§ Assignment
In the kidney stone account, what time was it when the PA said she would order pain medication?

=== Source document ===

I didn’t ask for a kidney stone for my birthday, but that’s what I got!
About a month ago, I woke up in the middle of the night with a sharp pain in my abdomen. It tormented me for a while, then went away. I thought it was, perhaps, some sort of temporary obstruction or gas. It didn’t bother me again…
Until the day before yesterday. I was standing at my desk at work when the pain hit me again. Exactly the same, only worse. I figured, it passed before, it’ll pass again. So I walked around my office, and lay on the floor and sat. The pain came in waves. Never quite going away, but sometimes increasing in intensity. So, eventually, I called my wife to drive me to the ER.
The PA who triaged me said she would put in an order for pain medication. That was around 2 pm. It was nearly 5 pm by the time I got into a room and no one seemed particularly rushed to give me anything. All that time, the pain hadn’t relented. Worst I’ve ever experienced. They (even the female nurses) say that it is comparable to giving birth. I’ll never know for sure, but…ow.

=== Study material ===

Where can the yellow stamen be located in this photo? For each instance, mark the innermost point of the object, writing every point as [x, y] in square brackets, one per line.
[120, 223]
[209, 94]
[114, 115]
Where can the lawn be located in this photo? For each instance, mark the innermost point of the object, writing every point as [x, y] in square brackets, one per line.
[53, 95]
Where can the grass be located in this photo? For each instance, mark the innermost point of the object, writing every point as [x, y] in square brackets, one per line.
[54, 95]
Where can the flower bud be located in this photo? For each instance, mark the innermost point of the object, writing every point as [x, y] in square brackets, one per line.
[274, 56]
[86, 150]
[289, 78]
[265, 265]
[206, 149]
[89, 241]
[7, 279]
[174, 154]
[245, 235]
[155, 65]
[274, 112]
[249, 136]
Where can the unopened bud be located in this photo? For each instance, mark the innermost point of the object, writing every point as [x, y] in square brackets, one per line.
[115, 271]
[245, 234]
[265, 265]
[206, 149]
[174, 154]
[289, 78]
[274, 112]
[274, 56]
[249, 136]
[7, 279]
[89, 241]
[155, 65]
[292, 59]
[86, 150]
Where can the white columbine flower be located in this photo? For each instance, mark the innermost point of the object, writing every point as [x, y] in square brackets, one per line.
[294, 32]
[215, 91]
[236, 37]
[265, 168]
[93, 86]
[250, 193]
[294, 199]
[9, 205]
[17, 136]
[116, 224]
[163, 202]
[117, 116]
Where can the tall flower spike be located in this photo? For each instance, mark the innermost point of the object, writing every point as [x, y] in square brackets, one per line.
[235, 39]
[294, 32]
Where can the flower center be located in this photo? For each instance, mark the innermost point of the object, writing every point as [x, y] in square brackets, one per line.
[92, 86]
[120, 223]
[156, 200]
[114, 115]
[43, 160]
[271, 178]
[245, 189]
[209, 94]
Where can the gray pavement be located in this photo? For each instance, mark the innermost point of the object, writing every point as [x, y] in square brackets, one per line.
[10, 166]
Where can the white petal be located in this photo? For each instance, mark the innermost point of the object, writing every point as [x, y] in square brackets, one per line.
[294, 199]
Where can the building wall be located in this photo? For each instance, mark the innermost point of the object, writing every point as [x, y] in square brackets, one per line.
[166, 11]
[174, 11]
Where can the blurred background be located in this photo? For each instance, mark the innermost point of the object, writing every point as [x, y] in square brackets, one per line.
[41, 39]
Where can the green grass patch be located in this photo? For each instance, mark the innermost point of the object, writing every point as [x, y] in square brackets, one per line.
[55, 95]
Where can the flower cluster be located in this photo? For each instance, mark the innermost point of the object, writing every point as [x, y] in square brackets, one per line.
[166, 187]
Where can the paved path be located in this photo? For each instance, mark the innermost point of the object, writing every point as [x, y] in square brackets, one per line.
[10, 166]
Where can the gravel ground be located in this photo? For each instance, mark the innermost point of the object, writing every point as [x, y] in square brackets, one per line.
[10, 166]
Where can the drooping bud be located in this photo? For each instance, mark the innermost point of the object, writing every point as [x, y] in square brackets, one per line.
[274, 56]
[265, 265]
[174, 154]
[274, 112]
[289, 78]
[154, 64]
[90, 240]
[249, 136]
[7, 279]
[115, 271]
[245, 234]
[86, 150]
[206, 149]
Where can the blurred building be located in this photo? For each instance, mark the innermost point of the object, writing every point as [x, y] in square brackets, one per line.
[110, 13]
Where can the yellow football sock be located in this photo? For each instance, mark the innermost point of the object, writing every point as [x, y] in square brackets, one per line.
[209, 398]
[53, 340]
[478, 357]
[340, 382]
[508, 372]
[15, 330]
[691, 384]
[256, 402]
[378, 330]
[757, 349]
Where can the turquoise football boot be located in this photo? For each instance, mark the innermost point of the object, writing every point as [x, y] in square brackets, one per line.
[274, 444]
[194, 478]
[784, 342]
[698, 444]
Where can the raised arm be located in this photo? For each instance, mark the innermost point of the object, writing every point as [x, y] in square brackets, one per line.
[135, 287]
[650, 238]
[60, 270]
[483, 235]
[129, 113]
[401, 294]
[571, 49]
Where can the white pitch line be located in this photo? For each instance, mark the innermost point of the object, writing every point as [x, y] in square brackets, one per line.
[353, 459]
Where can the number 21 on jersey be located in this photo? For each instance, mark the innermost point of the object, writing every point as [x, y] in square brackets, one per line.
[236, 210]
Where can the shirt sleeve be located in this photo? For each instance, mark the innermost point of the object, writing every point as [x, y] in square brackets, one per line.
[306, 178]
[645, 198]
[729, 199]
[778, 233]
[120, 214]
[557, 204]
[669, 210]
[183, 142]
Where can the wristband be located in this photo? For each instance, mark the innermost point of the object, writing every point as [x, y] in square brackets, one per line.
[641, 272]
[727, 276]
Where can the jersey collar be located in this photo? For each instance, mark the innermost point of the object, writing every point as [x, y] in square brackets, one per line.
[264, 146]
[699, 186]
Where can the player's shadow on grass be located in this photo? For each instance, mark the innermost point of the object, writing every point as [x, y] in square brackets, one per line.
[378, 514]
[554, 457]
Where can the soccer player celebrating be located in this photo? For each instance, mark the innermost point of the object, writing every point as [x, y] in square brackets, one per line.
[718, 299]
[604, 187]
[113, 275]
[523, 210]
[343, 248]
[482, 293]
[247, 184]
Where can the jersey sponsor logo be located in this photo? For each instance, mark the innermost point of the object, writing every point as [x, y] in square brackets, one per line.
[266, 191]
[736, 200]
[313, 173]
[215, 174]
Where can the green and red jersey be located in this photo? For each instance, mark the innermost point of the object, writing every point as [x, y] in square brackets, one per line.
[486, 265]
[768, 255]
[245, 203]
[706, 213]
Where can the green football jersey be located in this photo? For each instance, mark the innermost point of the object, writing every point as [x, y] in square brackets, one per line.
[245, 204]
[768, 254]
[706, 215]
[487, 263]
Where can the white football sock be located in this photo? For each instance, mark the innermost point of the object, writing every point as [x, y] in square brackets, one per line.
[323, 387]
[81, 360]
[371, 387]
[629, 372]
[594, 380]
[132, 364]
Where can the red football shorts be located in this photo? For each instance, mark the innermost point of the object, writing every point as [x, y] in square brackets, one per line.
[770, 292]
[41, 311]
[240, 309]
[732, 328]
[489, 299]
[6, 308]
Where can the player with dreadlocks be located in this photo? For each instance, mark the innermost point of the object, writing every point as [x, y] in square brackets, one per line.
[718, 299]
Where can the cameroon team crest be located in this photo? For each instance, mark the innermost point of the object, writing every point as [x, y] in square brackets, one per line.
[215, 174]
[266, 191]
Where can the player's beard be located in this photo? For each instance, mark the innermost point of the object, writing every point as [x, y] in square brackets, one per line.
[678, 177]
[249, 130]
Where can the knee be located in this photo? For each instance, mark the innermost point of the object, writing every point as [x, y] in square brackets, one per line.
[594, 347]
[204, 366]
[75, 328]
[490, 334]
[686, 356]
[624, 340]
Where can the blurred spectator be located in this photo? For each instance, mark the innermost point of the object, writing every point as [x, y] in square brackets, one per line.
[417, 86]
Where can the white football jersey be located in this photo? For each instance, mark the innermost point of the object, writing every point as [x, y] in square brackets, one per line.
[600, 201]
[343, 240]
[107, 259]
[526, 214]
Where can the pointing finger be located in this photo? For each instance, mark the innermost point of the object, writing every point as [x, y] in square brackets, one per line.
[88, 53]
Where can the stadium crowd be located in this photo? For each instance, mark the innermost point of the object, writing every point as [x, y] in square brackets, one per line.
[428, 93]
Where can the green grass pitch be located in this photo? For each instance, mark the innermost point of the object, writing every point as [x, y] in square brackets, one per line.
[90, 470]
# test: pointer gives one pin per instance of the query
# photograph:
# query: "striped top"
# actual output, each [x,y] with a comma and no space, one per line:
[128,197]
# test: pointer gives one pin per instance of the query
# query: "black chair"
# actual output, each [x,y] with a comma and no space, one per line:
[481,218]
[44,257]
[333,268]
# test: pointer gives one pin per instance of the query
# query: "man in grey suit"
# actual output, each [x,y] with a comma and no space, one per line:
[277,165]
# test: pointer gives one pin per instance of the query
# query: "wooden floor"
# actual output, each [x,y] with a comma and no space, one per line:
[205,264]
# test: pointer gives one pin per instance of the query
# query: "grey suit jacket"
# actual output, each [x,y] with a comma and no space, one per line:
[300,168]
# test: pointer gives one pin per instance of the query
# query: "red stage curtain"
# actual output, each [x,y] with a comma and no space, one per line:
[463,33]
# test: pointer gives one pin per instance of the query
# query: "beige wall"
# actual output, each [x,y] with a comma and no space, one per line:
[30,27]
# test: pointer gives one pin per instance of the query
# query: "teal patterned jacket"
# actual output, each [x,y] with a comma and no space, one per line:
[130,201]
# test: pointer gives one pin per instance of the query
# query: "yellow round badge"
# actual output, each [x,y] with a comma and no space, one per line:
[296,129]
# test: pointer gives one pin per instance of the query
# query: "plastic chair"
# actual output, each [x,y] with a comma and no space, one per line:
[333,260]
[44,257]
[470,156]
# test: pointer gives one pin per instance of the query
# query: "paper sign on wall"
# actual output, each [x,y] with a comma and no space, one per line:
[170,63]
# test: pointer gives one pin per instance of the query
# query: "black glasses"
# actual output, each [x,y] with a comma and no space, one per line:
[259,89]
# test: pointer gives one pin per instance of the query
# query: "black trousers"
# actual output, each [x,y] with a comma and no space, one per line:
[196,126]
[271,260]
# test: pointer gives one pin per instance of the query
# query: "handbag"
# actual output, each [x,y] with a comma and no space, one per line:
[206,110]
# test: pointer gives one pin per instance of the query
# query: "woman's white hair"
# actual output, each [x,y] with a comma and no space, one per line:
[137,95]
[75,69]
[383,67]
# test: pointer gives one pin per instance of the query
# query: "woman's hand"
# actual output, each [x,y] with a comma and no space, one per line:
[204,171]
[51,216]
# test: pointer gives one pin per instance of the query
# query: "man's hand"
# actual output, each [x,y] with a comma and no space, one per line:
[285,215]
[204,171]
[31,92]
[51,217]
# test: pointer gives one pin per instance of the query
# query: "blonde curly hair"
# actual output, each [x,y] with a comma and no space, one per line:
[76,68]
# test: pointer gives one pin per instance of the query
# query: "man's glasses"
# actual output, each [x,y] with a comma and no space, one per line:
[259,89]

===

§ Answer space
Around 2 pm.